> [SOURCE PASSAGE]
I was a bit taken aback that no one seemed to have found it necessary to inform me about the new year plans. But then people here in Iceland do tend to forget the people not on facebook, without any malicious intent. And here is what I should have done:

Suggested to meet up and watch the fireworks from a save distance. I am horribly afraid of anything which explodes, to the extend to panic attacks. I'm sure it would not have been a problem.

Instead I hid away in my room until 1 when I put on my favourite music and went earphones in ears to the party. Where everyone was lovely.

Before I left Iceland in 2012 I was in a state of constant fear to provoke anger. I was even afraid to tell my friends it is my birthday. Reactions I expected ranged from dismissive (why would we waste time on your birthday) to annoyance at me demanding attention, again. Being emotional abused is in many ways alike being a mouse in front of a playful cat. In a horrible position, but knowing full well, that any move will make things worse. At some point this fear bleeds into other relationships and thus one ends up with some colourful social anxiety disorders one never imagined ever having. And crushing loneliness.

> [DATA LINES]
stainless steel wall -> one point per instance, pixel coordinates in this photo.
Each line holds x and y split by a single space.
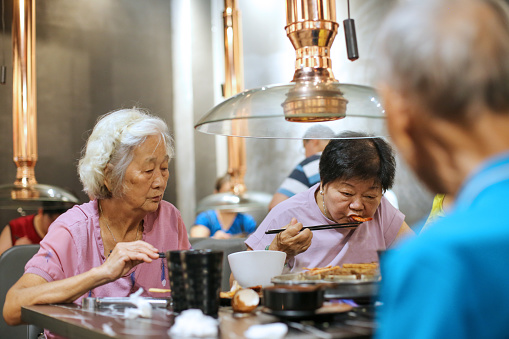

> [GIVEN PROBLEM 1]
Answer these questions about the passage about New Year in Iceland:
(a) What is the writer afraid of, to the point of panic attacks?
(b) At what time did the writer go to the party?
(c) In what year did the writer leave Iceland?
> [GIVEN PROBLEM 2] In the passage about New Year in Iceland, what did the writer actually do that night instead of suggesting a meet-up to watch the fireworks? List every action.
> [GIVEN PROBLEM 3] Can you continue the passage about New Year in Iceland, beginning right after its final sentence, "And crushing loneliness."?

> [TASK OUTPUT 1]
(a) Anything which explodes.
(b) At 1.
(c) 2012.

> [TASK OUTPUT 2]
- Hid away in the writer's room until 1
- Put on the writer's favourite music
- Went to the party with earphones in

> [TASK OUTPUT 3]
However in the last two years I experienced an amazing side effect. I got to rediscover how awesome people can be.

A random woman acknowledging that I must have had a hard time when my mom died.

A friend having frequent, long (and drunk) Skype conversations from the other side of the world with me, before I met my flatmates in Chile (who are their own brand of amazing).

Being picked up from the airport and driving around town when it was way to early for shops to have open with the comment "I don't care what we do, I just want to spend some time with my friend." I'm going to have a word with the hobbit defense league to spare him once we take over the world.

Where am I?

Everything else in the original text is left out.